OBJECTIVE A:
Decide whether each statement below agrees with the LBX enumerator page. For each one, answer yes or no and quote the words from the page that settle it.
(i) The prototype follows the original low-level implementation of the MCS extractor available online.
(ii) The available command-line options can be listed with -h.
(iii) In the example run, each MCS is reported with a cost of 3.
OBJECTIVE B: Copy the rows from the point labeling set line for line, without changing anything.

QUOTED TEXT:
LBX-like MCS enumerator (pysat.examples.lbx)#

List of classes#


LBX-like algorithm for computing MCSes.

Module description#

This module implements a prototype of the LBX algorithm for the computation of a minimal correction subset (MCS) and/or MCS enumeration. The LBX abbreviation stands for literal-based MCS extraction algorithm, which was proposed in [1]. Note that this prototype does not follow the original low-level implementation of the corresponding MCS extractor available online (compared to our prototype, the low-level implementation has a number of additional heuristics used). However, it implements the LBX algorithm for partial MaxSAT formulas, as described in [1].

The implementation can be used as an executable (the list of available command-line options can be shown using -h) in the following way:

$ xzcat formula.wcnf.xz
p wcnf 3 6 4
1 1 0
1 2 0
1 3 0
4 -1 -2 0
4 -1 -3 0
4 -2 -3 0

$ -d -e all -s glucose3 -vv formula.wcnf.xz
c MCS: 1 3 0
c cost: 2
c MCS: 2 3 0
c cost: 2
c MCS: 1 2 0
c cost: 2
c oracle time: 0.0002

Alternatively, the algorithm can be accessed and invoked through the standard import interface of Python, e.g.

(Records from a point labeling set)
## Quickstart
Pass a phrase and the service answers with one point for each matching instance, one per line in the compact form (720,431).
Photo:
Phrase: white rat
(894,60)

FULL OUTPUT A:
(i) No: "this prototype does not follow the original low-level implementation of the corresponding MCS extractor available online"
(ii) Yes: "the list of available command-line options can be shown using -h"
(iii) No: "c cost: 2"

FULL OUTPUT B:
## Quickstart
Pass a phrase and the service answers with one point for each matching instance, one per line in the compact form (720,431).
Photo:
Phrase: white rat
(894,60)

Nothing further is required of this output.